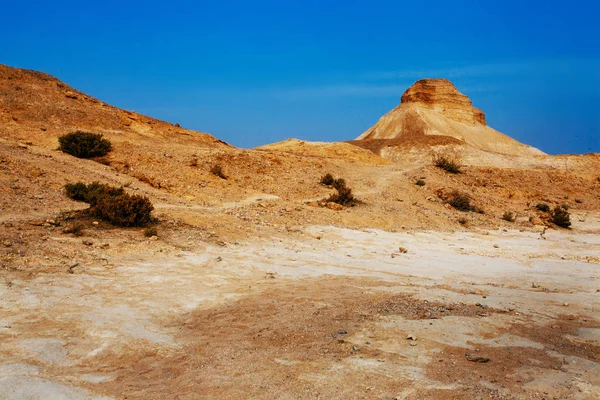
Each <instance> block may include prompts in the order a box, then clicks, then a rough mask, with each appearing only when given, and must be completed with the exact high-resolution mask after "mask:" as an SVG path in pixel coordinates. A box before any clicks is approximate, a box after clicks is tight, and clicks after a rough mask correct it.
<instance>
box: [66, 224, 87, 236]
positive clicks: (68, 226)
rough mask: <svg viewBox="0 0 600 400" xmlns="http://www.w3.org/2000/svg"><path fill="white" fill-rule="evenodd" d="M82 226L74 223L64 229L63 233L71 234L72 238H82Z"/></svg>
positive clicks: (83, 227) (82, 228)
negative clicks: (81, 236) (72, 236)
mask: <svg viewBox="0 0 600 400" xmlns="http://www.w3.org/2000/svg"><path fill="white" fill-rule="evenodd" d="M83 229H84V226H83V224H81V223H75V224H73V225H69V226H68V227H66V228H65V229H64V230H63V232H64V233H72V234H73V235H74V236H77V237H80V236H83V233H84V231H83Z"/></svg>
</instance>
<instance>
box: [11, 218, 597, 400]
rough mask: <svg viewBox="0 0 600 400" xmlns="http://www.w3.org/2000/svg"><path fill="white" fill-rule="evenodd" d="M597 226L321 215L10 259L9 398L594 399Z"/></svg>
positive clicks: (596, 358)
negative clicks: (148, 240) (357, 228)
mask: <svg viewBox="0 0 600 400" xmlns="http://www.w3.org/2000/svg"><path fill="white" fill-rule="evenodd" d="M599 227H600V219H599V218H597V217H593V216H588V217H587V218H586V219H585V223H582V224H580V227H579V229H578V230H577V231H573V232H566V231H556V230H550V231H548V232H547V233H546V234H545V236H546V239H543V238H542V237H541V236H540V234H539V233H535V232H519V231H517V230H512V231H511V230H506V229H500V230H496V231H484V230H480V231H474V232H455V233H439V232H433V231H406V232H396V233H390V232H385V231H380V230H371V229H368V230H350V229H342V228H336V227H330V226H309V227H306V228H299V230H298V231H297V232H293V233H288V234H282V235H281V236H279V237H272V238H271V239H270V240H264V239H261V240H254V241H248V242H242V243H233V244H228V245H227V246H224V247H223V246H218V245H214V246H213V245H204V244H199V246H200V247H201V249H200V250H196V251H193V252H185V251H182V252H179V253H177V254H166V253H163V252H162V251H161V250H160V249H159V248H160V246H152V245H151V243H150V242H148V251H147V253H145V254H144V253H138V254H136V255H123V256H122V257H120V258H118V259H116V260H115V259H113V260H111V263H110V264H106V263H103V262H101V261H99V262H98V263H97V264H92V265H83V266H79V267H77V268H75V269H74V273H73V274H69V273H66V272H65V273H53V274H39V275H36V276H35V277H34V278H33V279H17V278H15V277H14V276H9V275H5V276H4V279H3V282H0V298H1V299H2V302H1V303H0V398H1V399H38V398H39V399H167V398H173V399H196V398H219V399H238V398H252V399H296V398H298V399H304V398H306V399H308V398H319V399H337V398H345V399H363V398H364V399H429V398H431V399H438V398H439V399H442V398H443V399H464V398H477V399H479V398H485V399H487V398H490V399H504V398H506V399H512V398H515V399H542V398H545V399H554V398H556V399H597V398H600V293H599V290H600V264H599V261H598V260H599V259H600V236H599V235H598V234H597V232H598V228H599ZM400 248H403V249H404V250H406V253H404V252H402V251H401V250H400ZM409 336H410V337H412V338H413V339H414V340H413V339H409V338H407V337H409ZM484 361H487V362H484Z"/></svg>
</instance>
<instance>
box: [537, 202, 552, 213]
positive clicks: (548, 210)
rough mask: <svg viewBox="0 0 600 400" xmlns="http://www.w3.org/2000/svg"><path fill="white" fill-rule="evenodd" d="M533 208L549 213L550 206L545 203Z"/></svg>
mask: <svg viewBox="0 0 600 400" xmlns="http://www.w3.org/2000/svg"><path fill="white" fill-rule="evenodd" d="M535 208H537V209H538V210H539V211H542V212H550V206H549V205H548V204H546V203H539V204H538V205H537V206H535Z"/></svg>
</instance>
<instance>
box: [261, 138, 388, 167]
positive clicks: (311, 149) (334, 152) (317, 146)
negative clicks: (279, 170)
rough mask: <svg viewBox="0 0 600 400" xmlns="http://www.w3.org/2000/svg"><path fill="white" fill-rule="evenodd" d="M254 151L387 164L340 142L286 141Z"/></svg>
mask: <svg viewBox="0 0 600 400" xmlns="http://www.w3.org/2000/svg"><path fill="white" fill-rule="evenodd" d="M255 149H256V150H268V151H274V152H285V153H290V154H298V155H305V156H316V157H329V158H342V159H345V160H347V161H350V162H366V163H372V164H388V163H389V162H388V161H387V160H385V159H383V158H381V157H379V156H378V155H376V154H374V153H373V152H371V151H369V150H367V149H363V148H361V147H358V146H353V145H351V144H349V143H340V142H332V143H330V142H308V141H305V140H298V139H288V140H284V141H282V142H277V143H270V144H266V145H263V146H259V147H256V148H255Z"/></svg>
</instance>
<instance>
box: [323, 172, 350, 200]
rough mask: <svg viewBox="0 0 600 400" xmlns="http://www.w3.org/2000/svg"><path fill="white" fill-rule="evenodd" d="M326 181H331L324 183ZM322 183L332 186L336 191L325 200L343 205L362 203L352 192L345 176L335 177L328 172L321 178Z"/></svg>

__Your assignment__:
Please set down the records exactly, and keep every image out of the copy.

__Task result__:
Each <instance> block may include prompts in the order a box, then clicks, then a rough mask, with each appearing only when given, and must be completed with the exact high-resolution mask after "mask:" as an SVG path in pixel coordinates. A box before any clicks is approximate, a box after clicks is tight, and clicks after a rough mask correct it.
<instance>
box: [66, 224, 87, 236]
positive clicks: (68, 226)
rough mask: <svg viewBox="0 0 600 400" xmlns="http://www.w3.org/2000/svg"><path fill="white" fill-rule="evenodd" d="M82 226L74 223L64 229L63 233L71 234L72 238H82Z"/></svg>
positive clicks: (83, 227) (82, 228)
negative clicks: (81, 236) (72, 236)
mask: <svg viewBox="0 0 600 400" xmlns="http://www.w3.org/2000/svg"><path fill="white" fill-rule="evenodd" d="M83 229H84V226H83V224H81V223H75V224H73V225H69V226H68V227H66V228H65V229H64V230H63V232H64V233H72V234H73V235H74V236H77V237H80V236H83V233H84V231H83Z"/></svg>
</instance>
<instance>
box: [11, 218, 597, 400]
rough mask: <svg viewBox="0 0 600 400" xmlns="http://www.w3.org/2000/svg"><path fill="white" fill-rule="evenodd" d="M597 226L321 215L10 259L9 398L594 399Z"/></svg>
positive clicks: (596, 358)
negative clicks: (148, 240) (357, 228)
mask: <svg viewBox="0 0 600 400" xmlns="http://www.w3.org/2000/svg"><path fill="white" fill-rule="evenodd" d="M599 227H600V219H599V218H597V217H593V216H588V217H587V218H586V219H585V223H582V224H580V227H579V229H578V230H577V231H573V232H566V231H556V230H550V231H548V232H547V233H546V234H545V236H546V239H543V238H542V237H541V236H540V234H539V233H535V232H519V231H517V230H512V231H511V230H506V229H500V230H496V231H484V230H480V231H474V232H455V233H439V232H433V231H406V232H396V233H390V232H385V231H380V230H371V229H368V230H350V229H342V228H336V227H330V226H309V227H306V228H299V230H298V231H297V232H293V233H288V234H282V235H281V236H279V237H272V238H271V239H270V240H264V239H261V240H254V241H248V242H242V243H233V244H228V245H227V246H224V247H223V246H218V245H214V246H213V245H204V244H199V246H200V247H201V249H200V250H196V251H193V252H185V251H182V252H179V253H177V254H166V253H163V252H162V251H161V250H160V249H159V248H160V246H152V245H151V243H150V242H148V251H147V253H145V254H144V253H138V254H136V255H123V256H122V257H120V258H118V259H116V260H115V259H113V260H111V263H110V264H106V263H103V262H101V261H99V262H98V263H97V264H92V265H83V266H79V267H77V268H75V269H74V273H73V274H69V273H66V272H65V273H53V274H39V275H36V276H35V277H34V278H33V279H17V278H15V277H14V276H9V275H5V276H4V279H3V282H0V298H1V299H2V302H1V303H0V398H1V399H38V398H39V399H167V398H173V399H196V398H219V399H238V398H252V399H296V398H298V399H304V398H306V399H308V398H319V399H337V398H345V399H363V398H364V399H429V398H431V399H438V398H439V399H442V398H443V399H464V398H477V399H479V398H485V399H487V398H490V399H504V398H506V399H512V398H515V399H542V398H545V399H554V398H556V399H597V398H600V293H599V290H600V264H599V261H598V260H599V259H600V236H599V235H598V234H597V232H598V228H599ZM400 248H403V249H404V250H406V253H404V252H402V251H401V250H400ZM409 336H410V337H412V338H413V339H414V340H413V339H409V338H407V337H409ZM484 361H487V362H484Z"/></svg>
</instance>
<instance>
box: [537, 202, 552, 213]
positive clicks: (548, 210)
rough mask: <svg viewBox="0 0 600 400" xmlns="http://www.w3.org/2000/svg"><path fill="white" fill-rule="evenodd" d="M533 208L549 213L550 206L545 203Z"/></svg>
mask: <svg viewBox="0 0 600 400" xmlns="http://www.w3.org/2000/svg"><path fill="white" fill-rule="evenodd" d="M535 208H537V209H538V210H539V211H542V212H550V206H549V205H548V204H546V203H539V204H538V205H537V206H535Z"/></svg>
</instance>
<instance>
box: [261, 138, 388, 167]
positive clicks: (311, 149) (334, 152) (317, 146)
negative clicks: (279, 170)
rough mask: <svg viewBox="0 0 600 400" xmlns="http://www.w3.org/2000/svg"><path fill="white" fill-rule="evenodd" d="M254 151L387 164L340 142L286 141Z"/></svg>
mask: <svg viewBox="0 0 600 400" xmlns="http://www.w3.org/2000/svg"><path fill="white" fill-rule="evenodd" d="M255 149H256V150H268V151H274V152H285V153H290V154H298V155H305V156H316V157H329V158H342V159H345V160H347V161H350V162H366V163H372V164H388V163H389V162H388V161H387V160H385V159H383V158H381V157H379V156H378V155H376V154H374V153H373V152H371V151H369V150H367V149H363V148H361V147H358V146H353V145H351V144H349V143H340V142H332V143H330V142H308V141H305V140H298V139H288V140H284V141H282V142H277V143H270V144H266V145H263V146H259V147H256V148H255Z"/></svg>
</instance>
<instance>
box: [323, 172, 350, 200]
rough mask: <svg viewBox="0 0 600 400" xmlns="http://www.w3.org/2000/svg"><path fill="white" fill-rule="evenodd" d="M326 181H331L324 183ZM322 183L332 186L336 191L325 200L343 205L362 203L352 192L345 176L335 177L328 172L321 178Z"/></svg>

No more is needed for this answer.